◆ **Directive**
Reproduce word for word the passage of the article below on AMD's RV670 graphics processor that lies between "The 98W-peak 3850-based" and "the HDTV port.", inclusive.
** START Text provided **
Top-of-the-range peformance at mid-range price

AMD has launched 'RV670', the - world's first - 55nm GPU it hopes will reverse the growing gap between its sales and those of Nvidia.

RV670 will go on sale today as the ATI Radeon HD 3850 and 3870 - effectively what would once have been called 'Pro' and 'XT' variants, respectively. Both 192 square mm dies contain 666 - oh err - million transistors in a , many of which go to form the chips' 320 Stream processors. The 3850 is clocked at 670MHz, while the 3870 will run at 775MHz or more - there's room for card suppliers to up the rate, AMD said.

AMD ATI Radeon HD 3850
AMD's HD 3850: single slot

The 3850 will appear on PCI Express 2.0 boards equipped with up to 256MB of GDDR 3 memory clocked at 900MHz. The 3870 supports 512MB of GDDR 4 running at 1.2GHz. The latter's higher core and memory clock frequencies mean it's a two-slot product with a peak power consumption of around 106W.

The 98W-peak 3850-based boards - also PCIe 2.0 - can get away with a fan slim enough for the card to take up a single slot's worth of motherboard space.

Reference cards for both chips come with a DIN-style HDTV output port and two dual-link DVI ports. The GPUs support HDCP copy-protection, allowing them to feed HDMI displays via a DVI-to-HDMI adaptor that also pulls 5.1-channel audio through the HDTV port.

Once again, the GPUs contain AMD's UVD video processing core, the same basic tech that was introduced with the Radeon HD 2600 but here optimised for the new chips' PCIe 2.0 bus speeds.

Both GPUs integrate AMD's PowerPlay technology to reduce overall power consumption and fan noise. Batches of Stream processors can be powered down and the core clock speed throttled according to demand, segmented into three modes: general use, light gaming and intensive gaming. The latter has the cards going flat out, but the first two modes cut the power consumption down to around 34W and 51W for the 3780, and 26W and 39W for the 3850, AMD claimed.

With the RV670 essentially a die-shrink of the old Radeon HD 2900 core, AMD anticipates getting more of the new chips out the door from each wafer. As such, it expects them to appear on boards in the $150-200 price band despite offering higher performance than AMD's current top-of-the-line GPUs.
** END Text provided **
** START Data records **
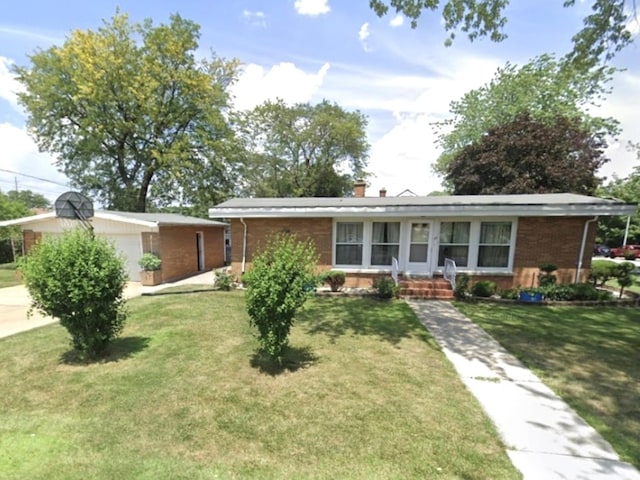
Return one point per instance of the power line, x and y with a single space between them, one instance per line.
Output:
34 177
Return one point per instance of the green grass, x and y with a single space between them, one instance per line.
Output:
365 393
635 288
8 275
588 356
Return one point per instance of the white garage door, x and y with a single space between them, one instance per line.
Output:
129 246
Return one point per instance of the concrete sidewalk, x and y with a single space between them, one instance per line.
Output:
544 437
15 301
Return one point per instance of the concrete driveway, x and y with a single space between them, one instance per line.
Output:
14 304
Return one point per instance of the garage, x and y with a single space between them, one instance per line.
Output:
186 245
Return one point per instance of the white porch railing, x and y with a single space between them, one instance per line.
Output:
450 272
394 269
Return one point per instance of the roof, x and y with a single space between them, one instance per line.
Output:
551 204
143 219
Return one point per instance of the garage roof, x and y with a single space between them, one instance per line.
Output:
144 219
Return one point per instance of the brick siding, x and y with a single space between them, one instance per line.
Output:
259 229
178 251
539 240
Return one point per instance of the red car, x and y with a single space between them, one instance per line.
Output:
622 251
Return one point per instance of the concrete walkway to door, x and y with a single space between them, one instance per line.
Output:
15 301
545 439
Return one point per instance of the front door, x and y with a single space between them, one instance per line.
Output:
418 261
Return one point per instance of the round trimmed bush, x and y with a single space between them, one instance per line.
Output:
484 288
80 280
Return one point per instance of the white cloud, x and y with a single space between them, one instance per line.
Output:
363 34
255 85
9 86
312 7
624 105
257 19
20 154
397 21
** END Data records **
◆ **Expected output**
The 98W-peak 3850-based boards - also PCIe 2.0 - can get away with a fan slim enough for the card to take up a single slot's worth of motherboard space.

Reference cards for both chips come with a DIN-style HDTV output port and two dual-link DVI ports. The GPUs support HDCP copy-protection, allowing them to feed HDMI displays via a DVI-to-HDMI adaptor that also pulls 5.1-channel audio through the HDTV port.